Il vescovo di Minorca, mons. Francisco Simon Conesa, ha suggerito la soluzione per permettere alla comunità cittadina di poter trovare sempre porte aperte ed accoglienza nelle parrocchie della città. A Madrid un caso esemplare: una comunità viva dove l’evangelizzazione è costante.«La Chiesa è chiamata ad essere sempre la casa aperta del Padre. Uno dei segni concreti di questa apertura è avere dappertutto chiese con le porte aperte. Così che, se qualcuno vuole seguire una mozione dello Spirito e si avvicina cercando Dio, non si incontrerà con la freddezza di una porta chiusa». E’ bella la proposta lanciata da Papa Francesco nell’esortazione Evangelii gaudium.
Tenere aperte le chiese il più possibile, renderle una comunità viva, di costante incontro, preghiera, confessione. Molti sacerdoti si sono già organizzati per farlo.
Il vescovo di Minorca: “Porte aperte il più possibile, è necessario l’aiuto dei laici”.
Dalla Spagna è arrivata in queste ore una bella proposta da parte del vescovo di Minorca, Francisco Simon Conesa. Data la scarsità dei sacerdoti e i loro molti impegni, l’invito è quello di formare gruppi di parrocchiani disponibili ad essere presenti tutto il giorno così da permettere l’ingresso dei fedeli ed, eventualmente, accogliere con discrezione e fraternità anche turisti, visitatori o semplici curiosi.
«Un segno che siamo davvero una Chiesa a porte aperte è quello di mantenere aperte le porte dei nostri templi il più a lungo possibile», ha scritto mons. Conesa. «E’ triste scoprire che molte chiese sono aperte solo il tempo necessario per celebrare gli atti di culto. Durante il resto della giornata, i parrocchiani non hanno l’opportunità di entrare per pregare o inginocchiarsi al Tabernacolo. Una chiesa che ha le porte chiuse dà l’impressione di qualcosa che è morto».
Il vescovo di Minorca non nasconde le inevitabili difficoltà a custodire l’apertura delle chiese per tutto il giorno, citando l’aumento della manutenzione, il rischio di rapine e la necessità dei sacerdoti di occuparsi anche di altro. «Pertanto», ha proposto il vescovo spagnolo, «per mantenere le porte aperte, è necessario l’aiuto dei laici. So con soddisfazione che ci sono parrocchie che hanno costituito un gruppo di laici che si alternano per tenerle aperte»

MATERIALE FORNITO.
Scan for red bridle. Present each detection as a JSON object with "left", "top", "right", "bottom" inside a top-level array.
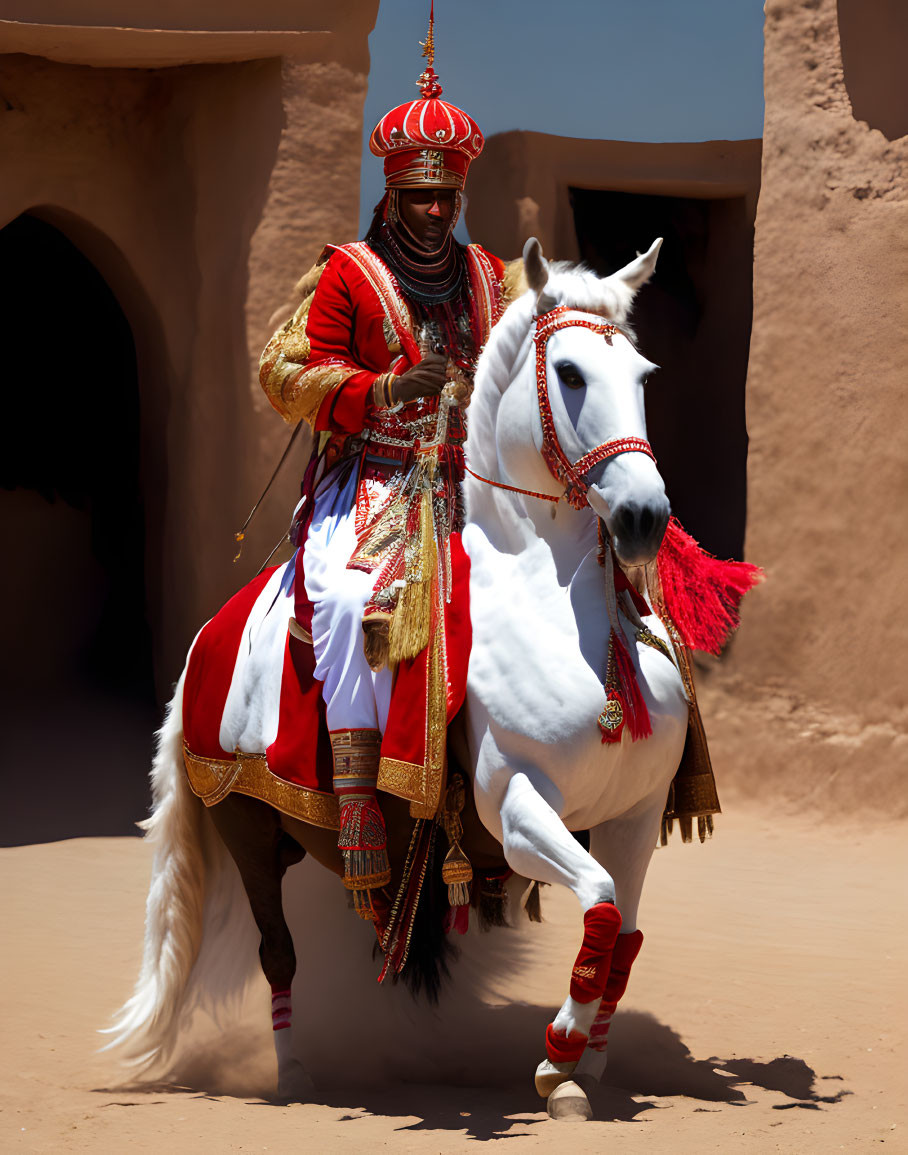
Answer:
[{"left": 467, "top": 305, "right": 656, "bottom": 509}]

COSA FARE.
(a) Rispondi a queste domande sull'articolo sulle chiese aperte:
(i) In quale documento di Papa Francesco compare la proposta citata?
(ii) Quali difficoltà elenca il vescovo di Minorca per tenere aperte le chiese tutto il giorno?
(iii) Che impressione dà, secondo mons. Conesa, una chiesa con le porte chiuse?
(b) Riporta il tratto dell'articolo sulle chiese aperte che va da «Il vescovo di Minorca, mons.» fino a «nell’esortazione Evangelii gaudium.».
(c) Prosegui l'articolo sulle chiese aperte dal punto in cui si interrompe.
I dati non hanno alcun legame con l'articolo sulle chiese aperte.

SOLUZIONI.
(a)
(i) Nell'esortazione Evangelii gaudium.
(ii) L'aumento della manutenzione, il rischio di rapine e la necessità dei sacerdoti di occuparsi anche di altro.
(iii) L'impressione di qualcosa che è morto.

(b)
Il vescovo di Minorca, mons. Francisco Simon Conesa, ha suggerito la soluzione per permettere alla comunità cittadina di poter trovare sempre porte aperte ed accoglienza nelle parrocchie della città. A Madrid un caso esemplare: una comunità viva dove l’evangelizzazione è costante.«La Chiesa è chiamata ad essere sempre la casa aperta del Padre. Uno dei segni concreti di questa apertura è avere dappertutto chiese con le porte aperte. Così che, se qualcuno vuole seguire una mozione dello Spirito e si avvicina cercando Dio, non si incontrerà con la freddezza di una porta chiusa». E’ bella la proposta lanciata da Papa Francesco nell’esortazione Evangelii gaudium.

(c)
«Nei tempi antichi», ha proseguito il vescovo di Minorca, «vi era un unico ufficio all’interno della comunità che si chiamava “ostiary” (dal latino “ostium”, che significa “porta”). Apriva le porte e accoglieva la gente, questo fino alla riforma del Concilio Vaticano II fu uno degli ordini minori prima del presbiterio. Oggi sarebbe necessario rivitalizzare questo servizio ecclesiale». Laici organizzati che sappiano accogliere, «salutando a nome della comunità le persone che vengono alle nostre celebrazioni. Le porte aperte dei nostri templi sono un segno prezioso di ciò che la nostra Chiesa vuole essere. Spero che troveremo delle soluzioni per tenerle aperte!».
A Madrid è rinata una comunità grazie alla parrocchia accogliente tutto il giorno.
A Madrid c’è una parrocchia nel quartiere più povero della città, il Puente de Vallecas. E’ guidata da don José Manuel Horcajo ed era completamente deserta prima del suo arrivo, oggi invece fiorisce di attività caritatevoli con oltre 300 volontari e i parrocchiani hanno cominciato nuovamente a frequentare la Messa, ogni domenica la chiesa è gremita. Don Horcajo ha spiegato che una delle prime cose che fece una volta arrivato alla parrocchia di San Ramón Nonato fu proprio quella di spalancare le porte della chiesa il più tempo possibile.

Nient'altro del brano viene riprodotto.